● YOUR INSTRUCTIONS
Copy out, word for word, the portion of the entries that opens with the line containing "Provide one point per instance of the woman in" and closes with the line containing "[(122, 90)]", including both of those lines. Omit the pictures from your answer.

● Object location annotation data
** START **

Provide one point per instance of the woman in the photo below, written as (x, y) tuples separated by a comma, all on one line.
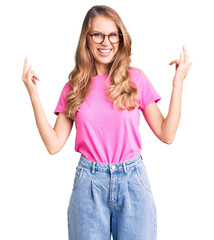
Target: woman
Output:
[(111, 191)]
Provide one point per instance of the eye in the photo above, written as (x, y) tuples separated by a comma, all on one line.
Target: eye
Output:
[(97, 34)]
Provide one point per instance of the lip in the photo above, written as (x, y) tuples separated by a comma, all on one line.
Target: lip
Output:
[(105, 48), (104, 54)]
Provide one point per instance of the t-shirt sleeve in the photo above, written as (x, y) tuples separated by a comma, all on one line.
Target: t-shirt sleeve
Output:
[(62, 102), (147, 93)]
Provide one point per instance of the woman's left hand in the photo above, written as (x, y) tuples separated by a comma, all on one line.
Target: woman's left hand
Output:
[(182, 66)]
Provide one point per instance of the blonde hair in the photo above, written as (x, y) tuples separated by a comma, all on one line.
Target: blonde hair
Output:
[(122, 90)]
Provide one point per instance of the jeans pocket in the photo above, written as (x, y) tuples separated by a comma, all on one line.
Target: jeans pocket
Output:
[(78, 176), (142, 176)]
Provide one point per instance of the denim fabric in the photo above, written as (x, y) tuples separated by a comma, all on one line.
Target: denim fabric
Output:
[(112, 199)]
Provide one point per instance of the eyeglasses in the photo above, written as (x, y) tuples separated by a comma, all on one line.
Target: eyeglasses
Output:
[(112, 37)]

** END **
** START **

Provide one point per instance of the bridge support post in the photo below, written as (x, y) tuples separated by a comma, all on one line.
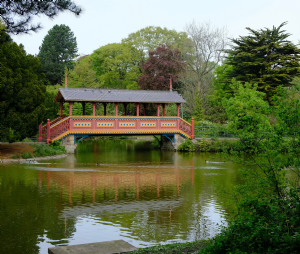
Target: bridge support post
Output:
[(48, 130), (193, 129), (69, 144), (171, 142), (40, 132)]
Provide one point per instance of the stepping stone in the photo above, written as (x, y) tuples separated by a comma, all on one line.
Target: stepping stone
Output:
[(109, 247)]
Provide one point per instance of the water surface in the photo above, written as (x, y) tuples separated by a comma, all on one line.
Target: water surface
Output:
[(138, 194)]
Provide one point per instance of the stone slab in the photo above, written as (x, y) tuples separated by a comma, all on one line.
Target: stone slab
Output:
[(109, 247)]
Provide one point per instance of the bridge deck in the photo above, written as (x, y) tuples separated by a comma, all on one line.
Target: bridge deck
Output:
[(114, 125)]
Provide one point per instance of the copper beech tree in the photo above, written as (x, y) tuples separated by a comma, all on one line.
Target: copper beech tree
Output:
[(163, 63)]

** END **

● EXERCISE SOLUTION
Provide one point per instance of the woman in the photo below, written as (x, y) tuples separated by a comma, all on one line.
Target: woman
Output:
[(111, 191)]
Provide one point per instance of the eye in the photo above, written as (x, y) tuples separated by a comma, all on one line.
Target: eye
Output:
[(97, 34)]
Provide one point per instance of the lip in the photo above, written as (x, y) tuples separated by a comma, all on one line.
Target: lip
Output:
[(105, 48), (104, 54)]
Provide one point per instance of the t-shirt sleeve in the photo above, written as (x, y) tuples separated by a comma, all on one line.
Target: t-shirt sleeve
Output:
[(62, 102), (147, 93)]
Provide one point per instance of the woman's left hand in the photo above, written as (x, y) tuples separated by a comma, all on one line.
Target: woman's left hand
Output:
[(182, 66)]
Provide one point per instance of the blonde hair in the photo above, written as (x, y) tuples separated by a comma, all on one line.
Target: blonde hair
Output:
[(122, 90)]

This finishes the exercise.